----- TEXTE DU DOCUMENT

Nous avons par la suite établi une légende qui décrit les relations entre les différentes « bulles » (donc acteurs) de notre cartographie:
- Chaque gouvernement de l’Union européenne donne des instructions, via des lois ou de simples orientations aux autorités financières nationales, sur les règlementations à adopter ou à suivre. Par exemple, une directive (MiFID) doit être transposée par le Parlement avant d’être appliquée.
2. L’Union européenne donne plusieurs types d’informations : de façon indirecte puisqu’il faut une transposition, elle décide des règlementations ; mais elle chapote aussi les coordinations entre les autorités financières nationales. Enfin, elle a le contrôle direct sur le régulateur européen, l’ESMA.
NB : le régulateur et les autorités financières sont les mêmes acteurs puisque le rôle d’une autorité financière est de décider et de vérifier les réglementations applicables sur le marché national.
3. Les autorités financières, nationales ou européennes font alors appliquer par les plateformes financières sous leur contrôle (donc la plupart du temps sur leur territoire) le type de réglementation choisie. Ainsi:
- les transpositions de la MiFID doivent être appliquées par les plateformes financières. La MiFID 1 ne règlementait que très peu les plateformes alternatives aux bourses traditionnelles mais la MiFID 2 a renforcé leur réglementation, notamment à propos de la transparence.
- Le règlement EMIR renforce les contrôles post-négociation (passage des produits dans des dites « chambres de compensation »).
- Les dark pools sont néanmoins un élément particulier puisque les échanges se font de manière anonyme, opaque. La réglementation ne les atteint pas, ceci est un sujet de controverse.
4. Les individus qui agissent directement sur ces plateformes financières sont les acteurs du marché, qui utilisent ou non le trading à haute fréquence.
Suite à la MiFID 1, les plateformes sont désormais en conditions de concurrence. Dès lors elles cherchent des moyens d’attirer ces acteurs, en particulier les traders à haute fréquence qui arbitrent entre les différentes plateformes.
Une conséquence de cette mise en concurrence est le système de collocation des HFT. Il consiste à louer (loyer très chers) des « places » à quelques centimètres des processeurs pour que l’ordre arrive plus vite. Ce système est un symptôme de la fragmentation et en parallèle du développement du trading à haute fréquence. Les plateformes ont donc des intérêts dans le développement du THF, s’appuyant donc plutôt sur des articles scientifiques incitant à l’adaptation aux nouveaux marchés (cf 10).

----------
----- MATÉRIEL FOURNI

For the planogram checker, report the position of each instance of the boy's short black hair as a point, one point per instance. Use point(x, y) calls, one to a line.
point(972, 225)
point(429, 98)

----------

__CONSIGNE__.
Reproduisez sans changement le passage du texte sur la régulation des marchés financiers qui commence aux mots « 4. Les individus » et s'arrête après « marchés (cf 10). ».

__RÉSULTAT__.
4. Les individus qui agissent directement sur ces plateformes financières sont les acteurs du marché, qui utilisent ou non le trading à haute fréquence.
Suite à la MiFID 1, les plateformes sont désormais en conditions de concurrence. Dès lors elles cherchent des moyens d’attirer ces acteurs, en particulier les traders à haute fréquence qui arbitrent entre les différentes plateformes.
Une conséquence de cette mise en concurrence est le système de collocation des HFT. Il consiste à louer (loyer très chers) des « places » à quelques centimètres des processeurs pour que l’ordre arrive plus vite. Ce système est un symptôme de la fragmentation et en parallèle du développement du trading à haute fréquence. Les plateformes ont donc des intérêts dans le développement du THF, s’appuyant donc plutôt sur des articles scientifiques incitant à l’adaptation aux nouveaux marchés (cf 10).